_PROBLEM_
Would you please transcribe, exactly as written, the lines of the entries below starting at the one that holds "column 222, row 98" and ending at the one that holds "Where can you see the man in", both included?

--- DATASET EXTRACT ---

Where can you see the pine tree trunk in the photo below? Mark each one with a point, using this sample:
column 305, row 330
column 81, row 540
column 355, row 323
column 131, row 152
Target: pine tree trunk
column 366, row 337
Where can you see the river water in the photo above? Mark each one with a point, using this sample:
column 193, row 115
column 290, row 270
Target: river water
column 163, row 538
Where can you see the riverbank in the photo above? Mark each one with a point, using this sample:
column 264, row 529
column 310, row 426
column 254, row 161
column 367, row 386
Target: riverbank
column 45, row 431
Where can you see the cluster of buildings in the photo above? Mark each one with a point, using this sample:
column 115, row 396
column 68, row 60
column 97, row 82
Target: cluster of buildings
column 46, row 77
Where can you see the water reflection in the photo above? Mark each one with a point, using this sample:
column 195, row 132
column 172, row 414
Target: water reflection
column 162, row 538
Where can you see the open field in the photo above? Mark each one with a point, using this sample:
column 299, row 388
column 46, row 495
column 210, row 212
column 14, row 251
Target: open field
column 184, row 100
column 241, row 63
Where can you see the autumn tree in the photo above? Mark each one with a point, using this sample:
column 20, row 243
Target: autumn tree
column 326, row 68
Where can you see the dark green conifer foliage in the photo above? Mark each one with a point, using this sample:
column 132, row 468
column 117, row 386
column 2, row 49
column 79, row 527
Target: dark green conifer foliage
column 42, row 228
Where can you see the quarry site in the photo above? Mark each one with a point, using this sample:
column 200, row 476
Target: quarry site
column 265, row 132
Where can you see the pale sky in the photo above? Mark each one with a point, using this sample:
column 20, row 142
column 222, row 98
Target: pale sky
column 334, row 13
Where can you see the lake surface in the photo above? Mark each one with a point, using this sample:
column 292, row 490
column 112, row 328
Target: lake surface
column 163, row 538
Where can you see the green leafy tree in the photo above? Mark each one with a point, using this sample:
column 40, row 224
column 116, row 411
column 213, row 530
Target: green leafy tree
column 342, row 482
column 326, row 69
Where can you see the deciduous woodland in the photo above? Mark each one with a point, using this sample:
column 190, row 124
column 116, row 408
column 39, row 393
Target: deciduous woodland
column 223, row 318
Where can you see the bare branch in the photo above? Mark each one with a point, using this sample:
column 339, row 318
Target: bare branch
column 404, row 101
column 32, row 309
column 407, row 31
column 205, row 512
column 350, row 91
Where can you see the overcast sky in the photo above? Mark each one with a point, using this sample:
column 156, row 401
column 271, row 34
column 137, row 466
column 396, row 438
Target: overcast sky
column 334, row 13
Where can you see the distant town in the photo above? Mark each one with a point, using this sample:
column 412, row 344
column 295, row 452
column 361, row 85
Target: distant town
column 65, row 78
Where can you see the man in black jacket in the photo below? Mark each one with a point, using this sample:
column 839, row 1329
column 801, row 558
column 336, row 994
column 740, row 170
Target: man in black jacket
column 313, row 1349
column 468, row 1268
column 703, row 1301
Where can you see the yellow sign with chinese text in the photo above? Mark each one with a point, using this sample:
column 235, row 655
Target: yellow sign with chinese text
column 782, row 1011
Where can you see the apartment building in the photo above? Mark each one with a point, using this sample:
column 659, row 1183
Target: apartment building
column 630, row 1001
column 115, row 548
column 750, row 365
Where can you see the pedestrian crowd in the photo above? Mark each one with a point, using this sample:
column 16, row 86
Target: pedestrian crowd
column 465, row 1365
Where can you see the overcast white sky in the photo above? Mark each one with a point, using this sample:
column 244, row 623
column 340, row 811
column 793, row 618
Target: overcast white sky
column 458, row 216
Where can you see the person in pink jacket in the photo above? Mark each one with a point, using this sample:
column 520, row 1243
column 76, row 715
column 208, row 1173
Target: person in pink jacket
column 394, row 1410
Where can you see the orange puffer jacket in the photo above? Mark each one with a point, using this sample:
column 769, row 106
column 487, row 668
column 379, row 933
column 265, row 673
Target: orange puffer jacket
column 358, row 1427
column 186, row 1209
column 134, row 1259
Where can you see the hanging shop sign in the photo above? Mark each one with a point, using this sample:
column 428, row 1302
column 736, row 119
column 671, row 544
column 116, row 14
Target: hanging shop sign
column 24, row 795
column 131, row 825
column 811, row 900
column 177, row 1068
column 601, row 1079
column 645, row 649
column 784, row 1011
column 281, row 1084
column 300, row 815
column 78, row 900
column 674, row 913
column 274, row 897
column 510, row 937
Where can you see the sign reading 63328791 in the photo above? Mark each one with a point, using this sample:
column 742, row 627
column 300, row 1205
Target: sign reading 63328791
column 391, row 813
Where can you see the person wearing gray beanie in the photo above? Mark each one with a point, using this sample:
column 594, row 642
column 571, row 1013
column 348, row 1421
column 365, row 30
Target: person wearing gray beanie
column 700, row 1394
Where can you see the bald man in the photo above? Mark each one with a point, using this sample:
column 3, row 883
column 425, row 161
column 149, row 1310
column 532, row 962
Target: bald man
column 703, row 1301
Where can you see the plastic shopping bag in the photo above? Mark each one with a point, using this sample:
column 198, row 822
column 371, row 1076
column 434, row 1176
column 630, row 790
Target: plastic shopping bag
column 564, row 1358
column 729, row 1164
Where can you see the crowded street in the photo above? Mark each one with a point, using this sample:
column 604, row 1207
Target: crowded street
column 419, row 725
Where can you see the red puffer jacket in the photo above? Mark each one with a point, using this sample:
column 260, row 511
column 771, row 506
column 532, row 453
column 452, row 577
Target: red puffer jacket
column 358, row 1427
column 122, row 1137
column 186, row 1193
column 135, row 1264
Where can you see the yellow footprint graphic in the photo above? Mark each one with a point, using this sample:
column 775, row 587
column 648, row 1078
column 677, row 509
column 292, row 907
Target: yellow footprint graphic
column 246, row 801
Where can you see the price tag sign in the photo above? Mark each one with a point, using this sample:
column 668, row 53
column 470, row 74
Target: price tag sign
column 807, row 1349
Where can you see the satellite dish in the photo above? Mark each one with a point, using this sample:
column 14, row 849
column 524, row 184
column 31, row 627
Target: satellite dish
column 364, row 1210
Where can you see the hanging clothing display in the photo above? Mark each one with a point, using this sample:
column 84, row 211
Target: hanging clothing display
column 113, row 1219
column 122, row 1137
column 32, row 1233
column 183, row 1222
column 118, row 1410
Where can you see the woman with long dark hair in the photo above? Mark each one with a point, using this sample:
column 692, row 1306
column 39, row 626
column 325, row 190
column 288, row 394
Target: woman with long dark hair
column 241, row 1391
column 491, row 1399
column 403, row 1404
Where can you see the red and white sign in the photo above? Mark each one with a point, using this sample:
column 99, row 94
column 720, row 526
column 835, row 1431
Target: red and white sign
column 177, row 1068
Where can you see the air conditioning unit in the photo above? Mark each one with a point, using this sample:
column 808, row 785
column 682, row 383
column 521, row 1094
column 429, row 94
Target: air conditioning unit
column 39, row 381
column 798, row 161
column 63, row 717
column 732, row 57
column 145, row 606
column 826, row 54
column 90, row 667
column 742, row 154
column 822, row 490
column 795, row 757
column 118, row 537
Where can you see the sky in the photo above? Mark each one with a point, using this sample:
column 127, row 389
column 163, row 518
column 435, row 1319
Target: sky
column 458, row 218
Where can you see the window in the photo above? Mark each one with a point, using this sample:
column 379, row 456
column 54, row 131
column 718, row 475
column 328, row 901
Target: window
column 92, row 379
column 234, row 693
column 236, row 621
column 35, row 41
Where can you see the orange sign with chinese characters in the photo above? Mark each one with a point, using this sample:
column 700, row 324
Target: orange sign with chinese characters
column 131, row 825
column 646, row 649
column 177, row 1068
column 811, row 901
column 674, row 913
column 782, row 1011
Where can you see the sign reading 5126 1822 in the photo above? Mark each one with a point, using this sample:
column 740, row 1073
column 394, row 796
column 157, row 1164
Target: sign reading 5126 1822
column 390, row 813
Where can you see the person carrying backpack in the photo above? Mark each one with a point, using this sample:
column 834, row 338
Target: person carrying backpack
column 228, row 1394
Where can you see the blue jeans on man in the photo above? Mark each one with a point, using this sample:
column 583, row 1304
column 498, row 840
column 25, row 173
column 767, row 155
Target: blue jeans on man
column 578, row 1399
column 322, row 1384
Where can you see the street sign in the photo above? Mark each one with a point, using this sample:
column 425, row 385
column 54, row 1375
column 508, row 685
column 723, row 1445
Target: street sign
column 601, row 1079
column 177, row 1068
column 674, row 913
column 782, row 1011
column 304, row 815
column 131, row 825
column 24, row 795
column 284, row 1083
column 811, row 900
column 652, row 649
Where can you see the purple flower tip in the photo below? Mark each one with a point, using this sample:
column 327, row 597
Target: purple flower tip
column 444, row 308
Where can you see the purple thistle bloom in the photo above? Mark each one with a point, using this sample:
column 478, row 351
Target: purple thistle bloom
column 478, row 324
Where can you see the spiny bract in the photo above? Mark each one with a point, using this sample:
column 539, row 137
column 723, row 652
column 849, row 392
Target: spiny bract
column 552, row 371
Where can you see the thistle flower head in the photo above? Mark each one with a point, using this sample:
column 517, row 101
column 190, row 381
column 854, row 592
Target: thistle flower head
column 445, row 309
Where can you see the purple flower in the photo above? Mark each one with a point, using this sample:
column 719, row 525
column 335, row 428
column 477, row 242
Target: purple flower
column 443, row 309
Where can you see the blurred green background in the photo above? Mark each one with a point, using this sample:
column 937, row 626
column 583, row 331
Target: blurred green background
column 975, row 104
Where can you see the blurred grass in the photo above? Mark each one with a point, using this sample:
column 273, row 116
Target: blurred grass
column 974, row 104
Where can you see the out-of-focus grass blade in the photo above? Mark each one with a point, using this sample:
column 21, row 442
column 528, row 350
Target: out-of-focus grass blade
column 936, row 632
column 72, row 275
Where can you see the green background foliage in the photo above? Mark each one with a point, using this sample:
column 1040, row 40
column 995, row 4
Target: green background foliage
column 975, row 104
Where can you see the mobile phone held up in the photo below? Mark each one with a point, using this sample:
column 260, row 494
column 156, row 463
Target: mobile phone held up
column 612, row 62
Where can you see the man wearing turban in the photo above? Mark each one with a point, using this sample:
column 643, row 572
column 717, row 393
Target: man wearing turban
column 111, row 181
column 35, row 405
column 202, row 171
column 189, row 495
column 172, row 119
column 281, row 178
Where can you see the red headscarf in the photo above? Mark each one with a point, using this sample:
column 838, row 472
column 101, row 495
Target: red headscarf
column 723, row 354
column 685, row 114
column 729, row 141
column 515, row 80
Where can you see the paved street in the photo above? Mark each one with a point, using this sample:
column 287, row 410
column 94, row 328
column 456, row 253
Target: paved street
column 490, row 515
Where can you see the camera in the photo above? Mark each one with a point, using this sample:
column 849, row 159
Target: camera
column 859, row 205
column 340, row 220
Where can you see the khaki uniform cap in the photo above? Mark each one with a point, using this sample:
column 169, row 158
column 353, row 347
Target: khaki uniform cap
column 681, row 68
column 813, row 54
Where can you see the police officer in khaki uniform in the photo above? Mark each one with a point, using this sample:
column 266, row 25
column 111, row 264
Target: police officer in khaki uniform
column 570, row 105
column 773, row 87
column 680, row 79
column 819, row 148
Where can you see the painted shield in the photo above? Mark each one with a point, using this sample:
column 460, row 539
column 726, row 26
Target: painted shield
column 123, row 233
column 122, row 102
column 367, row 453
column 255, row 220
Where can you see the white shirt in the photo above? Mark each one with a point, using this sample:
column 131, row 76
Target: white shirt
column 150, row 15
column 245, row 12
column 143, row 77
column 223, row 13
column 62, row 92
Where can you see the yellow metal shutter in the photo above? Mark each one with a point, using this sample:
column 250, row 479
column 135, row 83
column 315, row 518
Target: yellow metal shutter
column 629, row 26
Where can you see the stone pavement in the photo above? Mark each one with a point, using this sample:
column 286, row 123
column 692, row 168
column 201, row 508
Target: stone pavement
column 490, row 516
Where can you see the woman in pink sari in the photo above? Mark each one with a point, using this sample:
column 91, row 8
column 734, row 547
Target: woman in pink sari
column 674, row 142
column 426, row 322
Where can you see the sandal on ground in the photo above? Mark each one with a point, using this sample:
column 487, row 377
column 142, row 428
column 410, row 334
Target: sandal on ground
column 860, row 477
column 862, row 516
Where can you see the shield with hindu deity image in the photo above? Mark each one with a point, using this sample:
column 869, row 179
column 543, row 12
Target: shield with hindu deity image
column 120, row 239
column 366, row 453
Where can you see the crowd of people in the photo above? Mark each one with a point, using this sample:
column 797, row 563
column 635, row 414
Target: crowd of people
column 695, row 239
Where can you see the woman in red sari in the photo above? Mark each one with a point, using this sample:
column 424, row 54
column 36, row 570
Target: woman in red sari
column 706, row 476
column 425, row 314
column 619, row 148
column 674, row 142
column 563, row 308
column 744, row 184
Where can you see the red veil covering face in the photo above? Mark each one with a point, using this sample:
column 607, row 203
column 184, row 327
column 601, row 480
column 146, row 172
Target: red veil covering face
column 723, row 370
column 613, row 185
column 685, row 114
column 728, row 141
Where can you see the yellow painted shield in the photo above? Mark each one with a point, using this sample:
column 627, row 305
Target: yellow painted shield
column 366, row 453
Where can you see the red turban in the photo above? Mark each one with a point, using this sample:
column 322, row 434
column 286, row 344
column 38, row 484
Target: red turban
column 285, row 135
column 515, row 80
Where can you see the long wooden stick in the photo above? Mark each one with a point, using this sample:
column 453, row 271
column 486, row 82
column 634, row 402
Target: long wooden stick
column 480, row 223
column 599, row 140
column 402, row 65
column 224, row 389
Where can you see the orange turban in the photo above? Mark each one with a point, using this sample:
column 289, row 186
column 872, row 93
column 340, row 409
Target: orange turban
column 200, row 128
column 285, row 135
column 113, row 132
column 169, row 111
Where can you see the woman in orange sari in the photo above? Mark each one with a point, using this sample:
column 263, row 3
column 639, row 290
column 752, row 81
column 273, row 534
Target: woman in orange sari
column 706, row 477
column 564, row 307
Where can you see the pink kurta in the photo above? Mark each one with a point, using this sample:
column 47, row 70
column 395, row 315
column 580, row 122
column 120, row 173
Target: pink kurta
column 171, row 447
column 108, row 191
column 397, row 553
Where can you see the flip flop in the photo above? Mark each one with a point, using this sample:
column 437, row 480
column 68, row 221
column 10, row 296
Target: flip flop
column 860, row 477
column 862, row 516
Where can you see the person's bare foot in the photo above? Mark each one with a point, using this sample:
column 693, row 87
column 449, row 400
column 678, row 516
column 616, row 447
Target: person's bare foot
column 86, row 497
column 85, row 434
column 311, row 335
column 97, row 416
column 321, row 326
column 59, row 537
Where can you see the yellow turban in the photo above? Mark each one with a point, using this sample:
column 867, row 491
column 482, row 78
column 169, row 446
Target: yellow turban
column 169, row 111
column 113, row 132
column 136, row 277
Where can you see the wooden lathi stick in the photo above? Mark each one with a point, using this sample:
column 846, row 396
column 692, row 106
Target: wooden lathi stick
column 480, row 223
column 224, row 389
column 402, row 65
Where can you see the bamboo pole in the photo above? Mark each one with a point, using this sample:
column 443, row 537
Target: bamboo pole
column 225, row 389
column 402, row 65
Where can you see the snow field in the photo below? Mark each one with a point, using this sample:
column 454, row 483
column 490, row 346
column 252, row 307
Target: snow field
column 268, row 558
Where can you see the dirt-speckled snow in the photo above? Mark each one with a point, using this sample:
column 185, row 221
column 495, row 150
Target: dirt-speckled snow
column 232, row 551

---

_ANSWER SECTION_
column 222, row 98
Target: pale sky
column 334, row 13
Where can you see the lake surface in the photo above? Mark each one with a point, using this sample:
column 292, row 490
column 112, row 328
Target: lake surface
column 163, row 538
Where can you see the green leafy tree in the photo above? Mark each one with a point, using this sample:
column 40, row 224
column 116, row 411
column 213, row 530
Target: green leafy tree
column 342, row 482
column 326, row 69
Where can you see the deciduous woodland in the photo above? Mark each one with a point, using this sample:
column 190, row 124
column 116, row 408
column 39, row 393
Target: deciduous woodland
column 223, row 318
Where can you see the bare branch in the photo above? Mark each one with a point, using this sample:
column 339, row 318
Target: bare branch
column 404, row 101
column 32, row 309
column 407, row 31
column 205, row 512
column 350, row 91
Where can you see the overcast sky in the photo above? Mark each one with a point, using this sample:
column 156, row 401
column 271, row 34
column 137, row 466
column 396, row 438
Target: overcast sky
column 334, row 13
Where can you see the distant town in the photo above? Mark each one with a point, using this sample:
column 412, row 344
column 295, row 452
column 361, row 85
Target: distant town
column 65, row 78
Where can you see the man in black jacket in the photo below? Mark each one with a point, using this sample:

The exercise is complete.